* _OBJECTIVE_: Lay out the lines from the start of the records through the line containing "[209,790,246,837]" as a JSON list of strings, one string per line, with any blank lines left out.

* _EXERCISE INPUTS_:
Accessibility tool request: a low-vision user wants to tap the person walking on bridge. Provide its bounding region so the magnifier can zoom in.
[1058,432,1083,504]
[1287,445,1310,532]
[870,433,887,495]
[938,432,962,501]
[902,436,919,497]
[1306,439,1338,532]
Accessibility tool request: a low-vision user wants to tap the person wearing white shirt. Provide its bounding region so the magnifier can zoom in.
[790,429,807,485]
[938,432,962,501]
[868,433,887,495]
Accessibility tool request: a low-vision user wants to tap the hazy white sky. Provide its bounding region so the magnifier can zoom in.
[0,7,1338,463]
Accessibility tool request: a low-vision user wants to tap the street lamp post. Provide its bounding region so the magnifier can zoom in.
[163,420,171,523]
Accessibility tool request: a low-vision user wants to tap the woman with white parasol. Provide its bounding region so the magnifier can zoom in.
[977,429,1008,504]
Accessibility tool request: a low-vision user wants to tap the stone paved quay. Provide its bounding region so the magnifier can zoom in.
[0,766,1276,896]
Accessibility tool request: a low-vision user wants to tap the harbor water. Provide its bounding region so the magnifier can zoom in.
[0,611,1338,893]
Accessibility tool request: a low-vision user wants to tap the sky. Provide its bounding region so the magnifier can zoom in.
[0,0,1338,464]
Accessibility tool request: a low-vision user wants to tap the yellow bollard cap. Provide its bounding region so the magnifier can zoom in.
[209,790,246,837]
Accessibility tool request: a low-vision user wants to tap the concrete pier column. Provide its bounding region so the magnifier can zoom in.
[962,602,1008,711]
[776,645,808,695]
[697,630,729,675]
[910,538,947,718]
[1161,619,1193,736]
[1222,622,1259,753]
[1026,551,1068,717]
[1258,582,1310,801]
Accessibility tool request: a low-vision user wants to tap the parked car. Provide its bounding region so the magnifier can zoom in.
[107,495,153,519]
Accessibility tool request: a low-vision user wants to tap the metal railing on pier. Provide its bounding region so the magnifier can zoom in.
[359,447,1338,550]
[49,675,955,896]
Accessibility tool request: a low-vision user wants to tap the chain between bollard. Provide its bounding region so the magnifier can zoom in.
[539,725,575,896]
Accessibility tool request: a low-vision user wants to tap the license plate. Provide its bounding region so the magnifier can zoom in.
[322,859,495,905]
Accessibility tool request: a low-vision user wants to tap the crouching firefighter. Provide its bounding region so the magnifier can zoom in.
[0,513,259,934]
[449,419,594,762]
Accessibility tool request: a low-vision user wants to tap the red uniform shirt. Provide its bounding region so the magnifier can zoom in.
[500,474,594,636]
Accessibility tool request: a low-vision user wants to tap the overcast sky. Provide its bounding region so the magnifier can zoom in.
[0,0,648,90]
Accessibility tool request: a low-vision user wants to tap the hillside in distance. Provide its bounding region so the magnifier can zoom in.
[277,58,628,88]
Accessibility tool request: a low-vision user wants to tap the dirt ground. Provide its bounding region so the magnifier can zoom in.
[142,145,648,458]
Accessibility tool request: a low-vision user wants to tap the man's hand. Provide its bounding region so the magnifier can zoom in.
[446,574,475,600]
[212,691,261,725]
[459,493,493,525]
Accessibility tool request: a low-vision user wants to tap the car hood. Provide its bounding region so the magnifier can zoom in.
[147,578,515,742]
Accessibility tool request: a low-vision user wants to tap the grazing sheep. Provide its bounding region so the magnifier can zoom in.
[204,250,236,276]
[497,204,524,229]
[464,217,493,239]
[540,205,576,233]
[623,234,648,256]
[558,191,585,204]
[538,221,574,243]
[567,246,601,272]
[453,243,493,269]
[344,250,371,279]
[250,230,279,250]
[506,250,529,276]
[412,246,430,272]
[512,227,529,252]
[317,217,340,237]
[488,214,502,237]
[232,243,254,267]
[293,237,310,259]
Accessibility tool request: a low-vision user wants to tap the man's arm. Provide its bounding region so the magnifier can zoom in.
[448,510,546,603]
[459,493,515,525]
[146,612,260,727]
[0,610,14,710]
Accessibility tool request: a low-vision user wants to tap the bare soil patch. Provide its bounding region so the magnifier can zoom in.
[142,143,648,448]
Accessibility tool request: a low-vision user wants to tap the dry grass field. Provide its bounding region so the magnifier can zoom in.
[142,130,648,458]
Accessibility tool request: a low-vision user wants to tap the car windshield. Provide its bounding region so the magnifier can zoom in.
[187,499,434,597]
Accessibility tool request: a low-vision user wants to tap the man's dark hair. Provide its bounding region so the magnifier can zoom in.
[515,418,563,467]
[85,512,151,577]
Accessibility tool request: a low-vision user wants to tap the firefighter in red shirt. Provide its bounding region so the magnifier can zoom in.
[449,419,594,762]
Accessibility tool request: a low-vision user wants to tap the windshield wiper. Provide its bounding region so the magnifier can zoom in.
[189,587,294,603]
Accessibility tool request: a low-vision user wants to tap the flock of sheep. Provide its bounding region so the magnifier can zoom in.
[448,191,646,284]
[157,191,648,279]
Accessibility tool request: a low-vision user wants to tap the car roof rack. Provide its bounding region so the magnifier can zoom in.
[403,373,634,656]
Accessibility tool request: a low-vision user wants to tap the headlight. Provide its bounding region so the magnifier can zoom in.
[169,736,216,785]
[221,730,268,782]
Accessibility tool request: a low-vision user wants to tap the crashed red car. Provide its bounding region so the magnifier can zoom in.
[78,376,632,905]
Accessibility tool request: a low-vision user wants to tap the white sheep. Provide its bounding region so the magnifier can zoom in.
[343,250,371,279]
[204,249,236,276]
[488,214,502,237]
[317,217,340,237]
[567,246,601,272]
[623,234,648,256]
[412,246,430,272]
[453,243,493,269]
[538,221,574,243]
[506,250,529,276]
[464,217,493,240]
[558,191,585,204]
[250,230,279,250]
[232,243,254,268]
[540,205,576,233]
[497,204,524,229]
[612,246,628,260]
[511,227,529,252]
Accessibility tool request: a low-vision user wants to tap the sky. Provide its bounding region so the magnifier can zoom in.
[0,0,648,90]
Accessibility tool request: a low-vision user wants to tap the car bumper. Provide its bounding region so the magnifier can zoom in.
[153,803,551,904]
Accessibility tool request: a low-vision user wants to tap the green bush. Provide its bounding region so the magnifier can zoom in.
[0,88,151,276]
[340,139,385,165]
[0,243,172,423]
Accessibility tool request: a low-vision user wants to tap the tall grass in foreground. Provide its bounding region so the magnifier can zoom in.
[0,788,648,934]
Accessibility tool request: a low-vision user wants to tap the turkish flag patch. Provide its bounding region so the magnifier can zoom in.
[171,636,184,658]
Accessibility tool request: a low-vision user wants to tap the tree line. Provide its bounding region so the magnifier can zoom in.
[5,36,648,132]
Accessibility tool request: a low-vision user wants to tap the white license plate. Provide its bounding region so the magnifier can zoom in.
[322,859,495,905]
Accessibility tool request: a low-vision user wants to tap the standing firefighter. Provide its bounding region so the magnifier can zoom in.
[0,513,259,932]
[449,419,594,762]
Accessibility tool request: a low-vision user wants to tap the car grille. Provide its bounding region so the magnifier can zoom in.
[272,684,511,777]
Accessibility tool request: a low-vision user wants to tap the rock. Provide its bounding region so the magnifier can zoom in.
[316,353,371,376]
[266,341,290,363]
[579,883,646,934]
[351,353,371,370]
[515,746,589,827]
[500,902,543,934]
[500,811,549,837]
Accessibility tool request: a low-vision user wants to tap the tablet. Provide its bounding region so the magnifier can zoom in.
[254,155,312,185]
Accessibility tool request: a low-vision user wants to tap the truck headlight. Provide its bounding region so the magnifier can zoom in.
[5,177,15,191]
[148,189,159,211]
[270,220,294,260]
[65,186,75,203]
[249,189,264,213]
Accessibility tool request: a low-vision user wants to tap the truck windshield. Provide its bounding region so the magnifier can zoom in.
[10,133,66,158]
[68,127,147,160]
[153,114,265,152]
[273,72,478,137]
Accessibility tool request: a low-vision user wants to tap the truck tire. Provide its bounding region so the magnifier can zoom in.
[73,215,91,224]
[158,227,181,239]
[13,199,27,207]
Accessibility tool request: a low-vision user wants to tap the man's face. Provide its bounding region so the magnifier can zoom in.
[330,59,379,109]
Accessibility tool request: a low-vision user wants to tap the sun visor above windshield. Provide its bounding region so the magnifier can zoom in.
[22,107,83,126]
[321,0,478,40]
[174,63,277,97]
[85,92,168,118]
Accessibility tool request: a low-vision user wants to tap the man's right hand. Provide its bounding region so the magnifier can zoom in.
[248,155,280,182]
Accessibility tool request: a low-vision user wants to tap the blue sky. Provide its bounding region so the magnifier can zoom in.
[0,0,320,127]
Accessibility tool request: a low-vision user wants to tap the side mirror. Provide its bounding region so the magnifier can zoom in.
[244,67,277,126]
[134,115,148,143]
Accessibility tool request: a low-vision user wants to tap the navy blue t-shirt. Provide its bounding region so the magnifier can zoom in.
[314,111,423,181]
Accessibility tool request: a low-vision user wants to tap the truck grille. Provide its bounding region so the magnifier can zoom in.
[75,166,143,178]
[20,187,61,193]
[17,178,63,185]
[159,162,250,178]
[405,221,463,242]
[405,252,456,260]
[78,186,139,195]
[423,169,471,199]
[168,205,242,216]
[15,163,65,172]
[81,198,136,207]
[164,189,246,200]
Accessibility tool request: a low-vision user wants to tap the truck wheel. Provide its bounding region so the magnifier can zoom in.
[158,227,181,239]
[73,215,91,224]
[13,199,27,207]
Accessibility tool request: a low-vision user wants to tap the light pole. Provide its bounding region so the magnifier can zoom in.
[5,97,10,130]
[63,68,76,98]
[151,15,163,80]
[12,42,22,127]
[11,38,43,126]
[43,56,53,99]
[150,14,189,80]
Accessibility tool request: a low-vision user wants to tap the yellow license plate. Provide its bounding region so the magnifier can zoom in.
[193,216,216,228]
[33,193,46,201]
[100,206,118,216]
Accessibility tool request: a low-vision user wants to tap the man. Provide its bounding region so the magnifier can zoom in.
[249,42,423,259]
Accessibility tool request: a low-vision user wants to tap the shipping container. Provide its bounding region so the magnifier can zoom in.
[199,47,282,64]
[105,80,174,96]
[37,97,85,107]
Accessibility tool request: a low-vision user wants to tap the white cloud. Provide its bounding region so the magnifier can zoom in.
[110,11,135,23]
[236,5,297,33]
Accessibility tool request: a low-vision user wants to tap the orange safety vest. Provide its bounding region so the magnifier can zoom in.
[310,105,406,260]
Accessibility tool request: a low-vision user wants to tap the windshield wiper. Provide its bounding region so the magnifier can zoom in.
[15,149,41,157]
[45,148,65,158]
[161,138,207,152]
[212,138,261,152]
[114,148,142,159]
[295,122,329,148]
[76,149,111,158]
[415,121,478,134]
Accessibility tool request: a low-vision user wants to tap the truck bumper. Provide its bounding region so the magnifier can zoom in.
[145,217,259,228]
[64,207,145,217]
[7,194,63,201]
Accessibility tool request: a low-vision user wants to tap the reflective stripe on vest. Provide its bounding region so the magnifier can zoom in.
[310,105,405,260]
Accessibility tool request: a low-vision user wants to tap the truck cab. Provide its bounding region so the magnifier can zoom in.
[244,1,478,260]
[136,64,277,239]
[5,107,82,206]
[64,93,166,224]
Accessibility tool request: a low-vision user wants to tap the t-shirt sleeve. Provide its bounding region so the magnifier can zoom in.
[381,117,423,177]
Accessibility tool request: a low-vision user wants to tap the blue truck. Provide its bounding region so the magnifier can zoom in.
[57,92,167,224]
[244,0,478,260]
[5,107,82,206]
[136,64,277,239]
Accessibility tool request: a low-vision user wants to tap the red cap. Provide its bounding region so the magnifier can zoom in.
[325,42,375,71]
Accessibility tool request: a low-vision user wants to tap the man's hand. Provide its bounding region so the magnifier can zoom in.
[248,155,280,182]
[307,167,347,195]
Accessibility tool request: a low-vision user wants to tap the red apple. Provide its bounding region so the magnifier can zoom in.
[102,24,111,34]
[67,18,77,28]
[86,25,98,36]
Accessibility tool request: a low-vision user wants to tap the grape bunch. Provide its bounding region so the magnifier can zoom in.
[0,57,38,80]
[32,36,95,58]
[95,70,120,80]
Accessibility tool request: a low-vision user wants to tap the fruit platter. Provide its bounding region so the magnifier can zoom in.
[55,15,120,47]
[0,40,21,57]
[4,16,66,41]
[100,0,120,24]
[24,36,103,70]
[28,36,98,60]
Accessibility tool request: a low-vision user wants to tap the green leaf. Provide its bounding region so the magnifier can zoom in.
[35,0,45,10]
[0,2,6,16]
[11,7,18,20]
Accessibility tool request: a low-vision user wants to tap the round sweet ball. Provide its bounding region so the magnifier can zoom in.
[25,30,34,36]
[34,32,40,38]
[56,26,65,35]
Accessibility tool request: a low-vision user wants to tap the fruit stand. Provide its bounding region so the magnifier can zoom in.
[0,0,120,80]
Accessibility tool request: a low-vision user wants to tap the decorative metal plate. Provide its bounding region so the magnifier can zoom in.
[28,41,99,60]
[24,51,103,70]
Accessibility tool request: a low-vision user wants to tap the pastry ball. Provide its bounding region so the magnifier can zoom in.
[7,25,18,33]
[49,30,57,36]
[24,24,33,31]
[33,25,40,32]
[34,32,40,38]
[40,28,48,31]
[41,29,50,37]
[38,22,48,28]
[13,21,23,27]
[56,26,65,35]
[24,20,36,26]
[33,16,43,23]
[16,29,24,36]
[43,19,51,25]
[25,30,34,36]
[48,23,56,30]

* _TASK RESULT_:
[
  "Accessibility tool request: a low-vision user wants to tap the person walking on bridge. Provide its bounding region so the magnifier can zoom in.",
  "[1058,432,1083,504]",
  "[1287,445,1310,532]",
  "[870,433,887,495]",
  "[938,432,962,501]",
  "[902,436,919,497]",
  "[1306,439,1338,532]",
  "Accessibility tool request: a low-vision user wants to tap the person wearing white shirt. Provide its bounding region so the magnifier can zoom in.",
  "[790,429,807,485]",
  "[938,432,962,501]",
  "[868,433,887,495]",
  "Accessibility tool request: a low-vision user wants to tap the hazy white sky. Provide its bounding region so the magnifier can zoom in.",
  "[0,7,1338,463]",
  "Accessibility tool request: a low-vision user wants to tap the street lamp post. Provide its bounding region so the magnifier can zoom in.",
  "[163,420,171,523]",
  "Accessibility tool request: a low-vision user wants to tap the woman with white parasol. Provide its bounding region so the magnifier can zoom in.",
  "[977,429,1008,504]",
  "Accessibility tool request: a low-vision user wants to tap the stone paved quay. Provide its bounding region so the magnifier can zoom in.",
  "[0,766,1276,896]",
  "Accessibility tool request: a low-vision user wants to tap the harbor water. Provide its bounding region so the magnifier can zoom in.",
  "[0,611,1338,893]",
  "Accessibility tool request: a low-vision user wants to tap the sky. Provide its bounding region so the magnifier can zoom in.",
  "[0,0,1338,464]",
  "Accessibility tool request: a low-vision user wants to tap the yellow bollard cap. Provide its bounding region so the magnifier can zoom in.",
  "[209,790,246,837]"
]